# 本文
┌──
岸田首相は最近は「子育て」でも話題に…(写真/JMPA)
同年11月には、当時の沖縄防衛局長が飲食店での記者懇談で、米軍普天間飛行場の辺野古移設に関して「犯す前に、犯しますよと言いますか」と発言したことを、翌日に琉球新報が報じた。オフレコ発言だが、事前に沖縄防衛局に通告した上で、報道に踏み切ったという。その後、全国紙が裏付け取材などをして同日夕刊で報じた。
前出の元政治部デスクが語る。
「今回の秘書官の発言を報じた毎日新聞といえば、『桜を見る会』をめぐり安倍晋三元首相が追及を受けていた2019年11月と12月に飲食店で行なわれた安倍首相と内閣記者会(首相官邸記者クラブ)の記者との懇談会に、朝日新聞、読売新聞、共同通信など大半の社が出席するなかで欠席したことが話題になりました。その理由については紙面(2020年1月4日付)で〈懇談会は完全オフレコが条件です。懇談会での説明で少しでもメディアの追及が弱まればとの狙いがあったと思いますが、我々は説明を求めている立場なので出席することはできないと判断しました〉と当時の政治部長が語っていました。毎日新聞は、オフレコを理由に言論を封じるようなことに否定的な姿勢です。
└──
上の本文のうち、「同年11月には、当時の沖縄防」を含む言葉で始まり「などをして同日夕刊で報じた。」で終わる部分を、一字も変えずにそのまま写してください。

# データ行
┌──
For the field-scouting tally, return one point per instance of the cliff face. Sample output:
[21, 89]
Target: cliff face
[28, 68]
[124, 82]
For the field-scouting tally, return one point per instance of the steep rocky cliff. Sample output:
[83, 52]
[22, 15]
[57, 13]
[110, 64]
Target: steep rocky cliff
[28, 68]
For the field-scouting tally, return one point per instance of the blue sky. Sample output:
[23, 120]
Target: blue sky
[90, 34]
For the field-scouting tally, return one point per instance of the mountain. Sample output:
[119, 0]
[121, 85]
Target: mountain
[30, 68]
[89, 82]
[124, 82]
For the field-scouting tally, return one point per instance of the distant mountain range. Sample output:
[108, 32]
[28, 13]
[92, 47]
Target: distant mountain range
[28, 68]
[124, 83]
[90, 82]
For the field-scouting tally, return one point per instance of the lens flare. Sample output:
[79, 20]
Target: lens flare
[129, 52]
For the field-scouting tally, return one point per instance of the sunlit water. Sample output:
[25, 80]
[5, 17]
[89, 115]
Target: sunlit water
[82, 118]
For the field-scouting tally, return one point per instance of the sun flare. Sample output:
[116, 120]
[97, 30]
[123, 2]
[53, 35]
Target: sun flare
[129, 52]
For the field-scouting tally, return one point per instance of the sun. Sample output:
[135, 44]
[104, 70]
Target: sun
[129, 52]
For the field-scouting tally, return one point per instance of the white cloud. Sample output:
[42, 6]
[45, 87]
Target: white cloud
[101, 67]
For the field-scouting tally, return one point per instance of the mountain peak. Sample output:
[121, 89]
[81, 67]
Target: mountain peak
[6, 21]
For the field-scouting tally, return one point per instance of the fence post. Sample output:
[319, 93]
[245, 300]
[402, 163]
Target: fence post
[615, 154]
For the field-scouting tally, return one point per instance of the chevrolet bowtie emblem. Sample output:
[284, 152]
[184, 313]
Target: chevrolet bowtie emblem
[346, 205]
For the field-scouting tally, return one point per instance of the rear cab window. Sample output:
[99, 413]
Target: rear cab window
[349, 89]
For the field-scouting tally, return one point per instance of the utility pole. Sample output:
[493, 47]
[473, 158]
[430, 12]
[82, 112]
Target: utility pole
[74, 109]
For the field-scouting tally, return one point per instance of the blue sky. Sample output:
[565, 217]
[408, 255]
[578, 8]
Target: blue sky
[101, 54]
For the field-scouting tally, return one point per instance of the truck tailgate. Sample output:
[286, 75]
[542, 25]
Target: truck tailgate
└──
# 出力全文
同年11月には、当時の沖縄防衛局長が飲食店での記者懇談で、米軍普天間飛行場の辺野古移設に関して「犯す前に、犯しますよと言いますか」と発言したことを、翌日に琉球新報が報じた。オフレコ発言だが、事前に沖縄防衛局に通告した上で、報道に踏み切ったという。その後、全国紙が裏付け取材などをして同日夕刊で報じた。